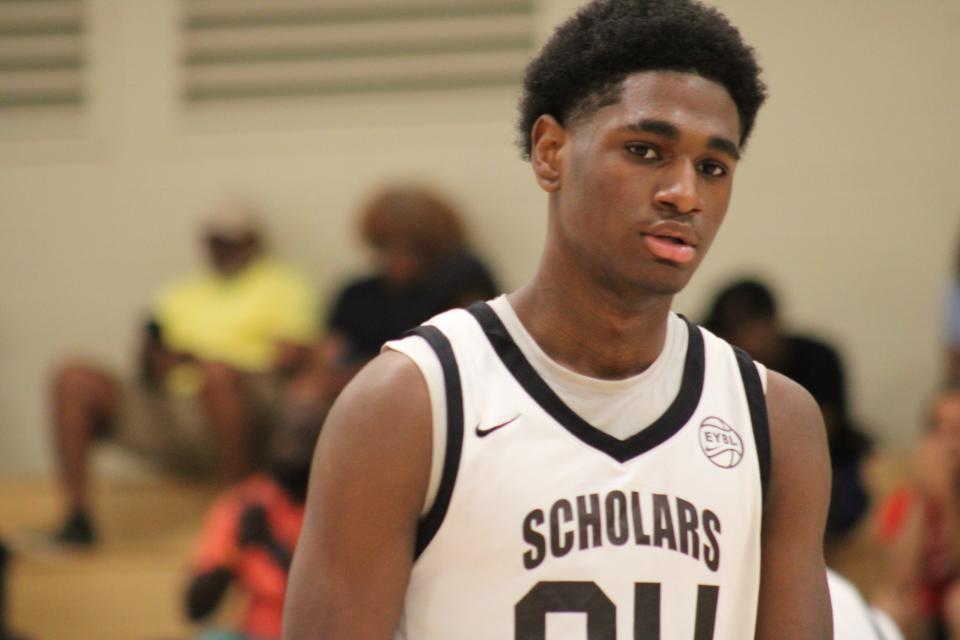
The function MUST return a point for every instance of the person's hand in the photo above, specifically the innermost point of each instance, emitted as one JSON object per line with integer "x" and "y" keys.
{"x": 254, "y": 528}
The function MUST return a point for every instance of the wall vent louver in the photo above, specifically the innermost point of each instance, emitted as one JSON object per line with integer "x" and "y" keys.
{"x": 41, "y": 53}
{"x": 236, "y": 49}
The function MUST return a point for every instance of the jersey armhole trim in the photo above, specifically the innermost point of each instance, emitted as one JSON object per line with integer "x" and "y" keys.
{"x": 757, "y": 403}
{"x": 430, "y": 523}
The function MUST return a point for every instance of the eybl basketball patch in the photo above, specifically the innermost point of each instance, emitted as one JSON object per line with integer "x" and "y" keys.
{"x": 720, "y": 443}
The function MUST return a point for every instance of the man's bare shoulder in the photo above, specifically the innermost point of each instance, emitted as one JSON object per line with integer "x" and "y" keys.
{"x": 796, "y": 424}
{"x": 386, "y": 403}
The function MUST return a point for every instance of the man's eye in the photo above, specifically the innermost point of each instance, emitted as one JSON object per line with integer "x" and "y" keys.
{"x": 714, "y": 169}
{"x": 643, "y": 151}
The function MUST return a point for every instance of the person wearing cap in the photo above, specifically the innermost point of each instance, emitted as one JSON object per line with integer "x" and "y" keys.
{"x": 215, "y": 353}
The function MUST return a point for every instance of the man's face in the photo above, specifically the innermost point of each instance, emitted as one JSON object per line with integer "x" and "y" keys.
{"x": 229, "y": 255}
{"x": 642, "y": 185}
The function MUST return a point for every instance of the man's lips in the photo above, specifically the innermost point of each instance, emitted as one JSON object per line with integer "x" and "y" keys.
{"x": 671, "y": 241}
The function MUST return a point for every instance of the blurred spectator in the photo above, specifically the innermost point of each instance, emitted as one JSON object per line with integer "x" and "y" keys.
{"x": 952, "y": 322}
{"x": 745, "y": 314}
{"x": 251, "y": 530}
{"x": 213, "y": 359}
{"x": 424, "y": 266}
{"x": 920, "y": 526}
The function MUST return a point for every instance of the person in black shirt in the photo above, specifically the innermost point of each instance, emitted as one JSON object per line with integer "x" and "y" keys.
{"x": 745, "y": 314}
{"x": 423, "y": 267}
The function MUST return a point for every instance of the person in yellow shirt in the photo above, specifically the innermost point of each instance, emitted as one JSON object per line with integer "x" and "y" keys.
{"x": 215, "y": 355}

··········

* What is being asked *
Restate exactly the lines running from the line with "the man's lips" to the end of the entries above, both ends included.

* Answer space *
The function MUST return a point for every instance of the man's lips in the photo above, specifically the innermost point of each instance, emitted as one JSON object per line with integer "x" and "y" keys.
{"x": 671, "y": 241}
The function MUST return a point for every instance of the blurred spectator in the photo above, specifically the innermost point of each instance, emitted as one JSON object per line with integer "x" and "y" keys.
{"x": 952, "y": 322}
{"x": 745, "y": 314}
{"x": 251, "y": 530}
{"x": 213, "y": 359}
{"x": 424, "y": 266}
{"x": 920, "y": 526}
The function MUST return a point for every instance of the person in black shirt in the photo above, specifically the innermost point of each instance, emitted as one JSON object per line with integer "x" and "y" keys.
{"x": 745, "y": 314}
{"x": 423, "y": 267}
The function MUST return a point for every instance of the person in yellow shirt in the photo above, specifically the innermost point of each instance, emitted as one JSON object per line with integer "x" and "y" keys.
{"x": 215, "y": 355}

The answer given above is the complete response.